* EXTRACTED RECORDS *
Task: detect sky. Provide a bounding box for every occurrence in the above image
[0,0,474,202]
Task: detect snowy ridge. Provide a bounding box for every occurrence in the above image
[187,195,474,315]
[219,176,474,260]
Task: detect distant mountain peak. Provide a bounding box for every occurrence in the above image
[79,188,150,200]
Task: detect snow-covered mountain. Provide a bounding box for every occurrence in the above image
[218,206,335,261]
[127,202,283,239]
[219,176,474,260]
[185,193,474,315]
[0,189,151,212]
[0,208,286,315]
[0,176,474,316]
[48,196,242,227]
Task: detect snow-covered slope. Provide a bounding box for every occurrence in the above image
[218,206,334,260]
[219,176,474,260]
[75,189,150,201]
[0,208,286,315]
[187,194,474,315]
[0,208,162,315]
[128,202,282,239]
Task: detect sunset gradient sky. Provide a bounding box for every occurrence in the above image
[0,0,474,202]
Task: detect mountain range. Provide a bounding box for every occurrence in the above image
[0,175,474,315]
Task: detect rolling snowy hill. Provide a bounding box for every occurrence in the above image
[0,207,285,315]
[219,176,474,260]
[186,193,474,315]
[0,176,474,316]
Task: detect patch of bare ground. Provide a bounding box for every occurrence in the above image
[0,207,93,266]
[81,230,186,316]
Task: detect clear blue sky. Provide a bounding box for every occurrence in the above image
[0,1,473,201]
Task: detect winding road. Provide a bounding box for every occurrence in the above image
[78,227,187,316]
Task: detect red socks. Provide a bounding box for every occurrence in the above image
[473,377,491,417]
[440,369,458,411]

==

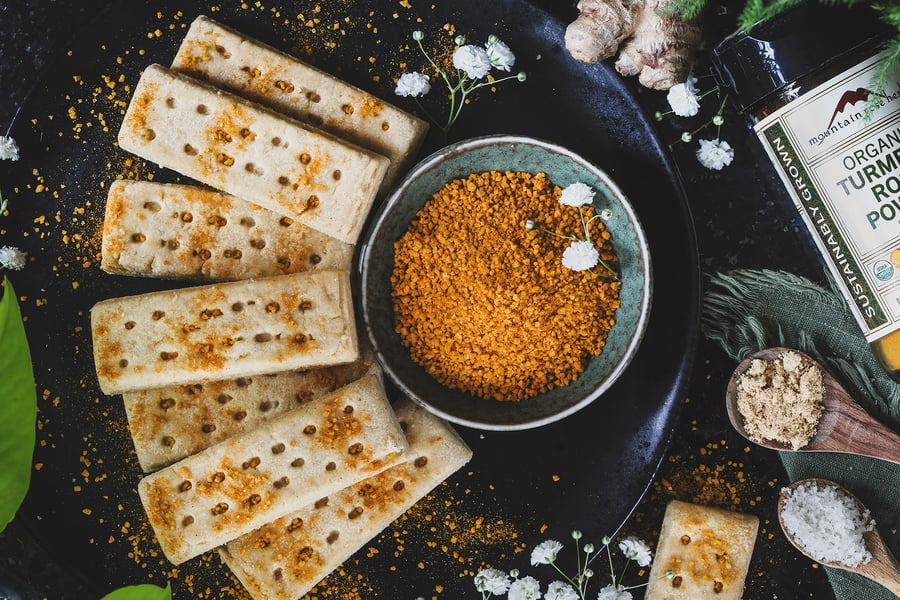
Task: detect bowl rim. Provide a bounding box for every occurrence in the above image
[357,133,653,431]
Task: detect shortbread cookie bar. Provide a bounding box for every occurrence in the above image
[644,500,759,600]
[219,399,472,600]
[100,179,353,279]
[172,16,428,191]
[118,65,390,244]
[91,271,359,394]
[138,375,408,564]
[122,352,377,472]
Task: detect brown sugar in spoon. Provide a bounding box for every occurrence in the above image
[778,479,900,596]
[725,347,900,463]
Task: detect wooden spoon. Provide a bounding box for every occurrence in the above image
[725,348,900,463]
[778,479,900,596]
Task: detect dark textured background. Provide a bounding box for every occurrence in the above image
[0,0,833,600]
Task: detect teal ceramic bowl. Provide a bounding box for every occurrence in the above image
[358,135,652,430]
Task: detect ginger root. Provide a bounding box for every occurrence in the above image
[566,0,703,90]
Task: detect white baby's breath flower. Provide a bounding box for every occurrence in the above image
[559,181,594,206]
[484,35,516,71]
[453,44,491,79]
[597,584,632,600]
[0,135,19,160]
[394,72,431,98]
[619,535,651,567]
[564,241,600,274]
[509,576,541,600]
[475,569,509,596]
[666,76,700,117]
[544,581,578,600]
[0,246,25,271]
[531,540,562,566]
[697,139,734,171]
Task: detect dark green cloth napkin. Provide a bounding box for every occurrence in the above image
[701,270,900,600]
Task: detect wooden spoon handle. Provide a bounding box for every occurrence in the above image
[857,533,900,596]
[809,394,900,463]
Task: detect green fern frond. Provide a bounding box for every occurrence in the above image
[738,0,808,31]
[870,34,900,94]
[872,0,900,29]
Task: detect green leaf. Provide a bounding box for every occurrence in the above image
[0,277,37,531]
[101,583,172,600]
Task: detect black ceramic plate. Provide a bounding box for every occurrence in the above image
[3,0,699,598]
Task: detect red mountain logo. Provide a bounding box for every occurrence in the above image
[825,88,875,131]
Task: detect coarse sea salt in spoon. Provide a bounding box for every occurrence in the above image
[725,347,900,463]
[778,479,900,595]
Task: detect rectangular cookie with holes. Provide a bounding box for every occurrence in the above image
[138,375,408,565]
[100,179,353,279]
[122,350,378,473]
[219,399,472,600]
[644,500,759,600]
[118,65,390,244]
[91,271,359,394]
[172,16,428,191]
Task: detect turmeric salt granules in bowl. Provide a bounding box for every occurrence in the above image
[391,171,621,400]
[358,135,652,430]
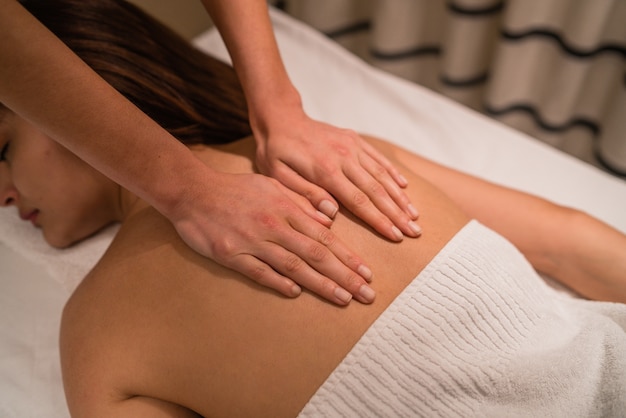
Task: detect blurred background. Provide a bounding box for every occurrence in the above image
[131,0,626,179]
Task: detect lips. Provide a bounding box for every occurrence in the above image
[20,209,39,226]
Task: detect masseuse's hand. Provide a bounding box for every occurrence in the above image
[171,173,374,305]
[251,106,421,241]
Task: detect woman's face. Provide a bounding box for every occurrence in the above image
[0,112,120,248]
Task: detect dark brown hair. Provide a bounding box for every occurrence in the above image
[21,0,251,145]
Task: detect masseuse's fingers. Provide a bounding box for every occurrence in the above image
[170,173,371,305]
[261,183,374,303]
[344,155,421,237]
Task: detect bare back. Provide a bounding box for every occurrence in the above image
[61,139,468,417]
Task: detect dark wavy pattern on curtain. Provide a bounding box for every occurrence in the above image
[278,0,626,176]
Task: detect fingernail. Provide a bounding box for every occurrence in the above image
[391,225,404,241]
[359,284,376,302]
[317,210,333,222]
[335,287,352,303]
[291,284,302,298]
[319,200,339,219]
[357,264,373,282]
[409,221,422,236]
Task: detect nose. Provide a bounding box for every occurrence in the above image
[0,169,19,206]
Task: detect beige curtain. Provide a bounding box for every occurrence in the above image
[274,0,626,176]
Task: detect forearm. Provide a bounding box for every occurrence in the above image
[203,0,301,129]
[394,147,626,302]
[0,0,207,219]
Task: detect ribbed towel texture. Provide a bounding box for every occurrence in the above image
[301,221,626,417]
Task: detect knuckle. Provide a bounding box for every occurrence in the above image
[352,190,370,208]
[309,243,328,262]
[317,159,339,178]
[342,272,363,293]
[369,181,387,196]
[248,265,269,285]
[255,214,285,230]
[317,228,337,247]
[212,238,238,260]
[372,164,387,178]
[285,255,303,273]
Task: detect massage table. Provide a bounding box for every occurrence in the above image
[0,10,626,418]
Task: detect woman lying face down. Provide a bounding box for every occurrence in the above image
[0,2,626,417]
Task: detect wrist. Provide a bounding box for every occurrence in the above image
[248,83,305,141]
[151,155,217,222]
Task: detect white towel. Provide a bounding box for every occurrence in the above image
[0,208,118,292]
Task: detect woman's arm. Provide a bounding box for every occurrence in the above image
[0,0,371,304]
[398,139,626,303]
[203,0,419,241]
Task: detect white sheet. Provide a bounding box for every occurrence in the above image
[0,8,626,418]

* TASK TO CARRY OUT *
Please return the lines of the listing above unchanged, starting with the line that contains "Task: detect ginger" and going on through the line that contains "[566,0,703,90]".

* TASK OUTPUT *
Task: detect ginger root. Provide a bounding box for every occurrence in the above image
[566,0,703,90]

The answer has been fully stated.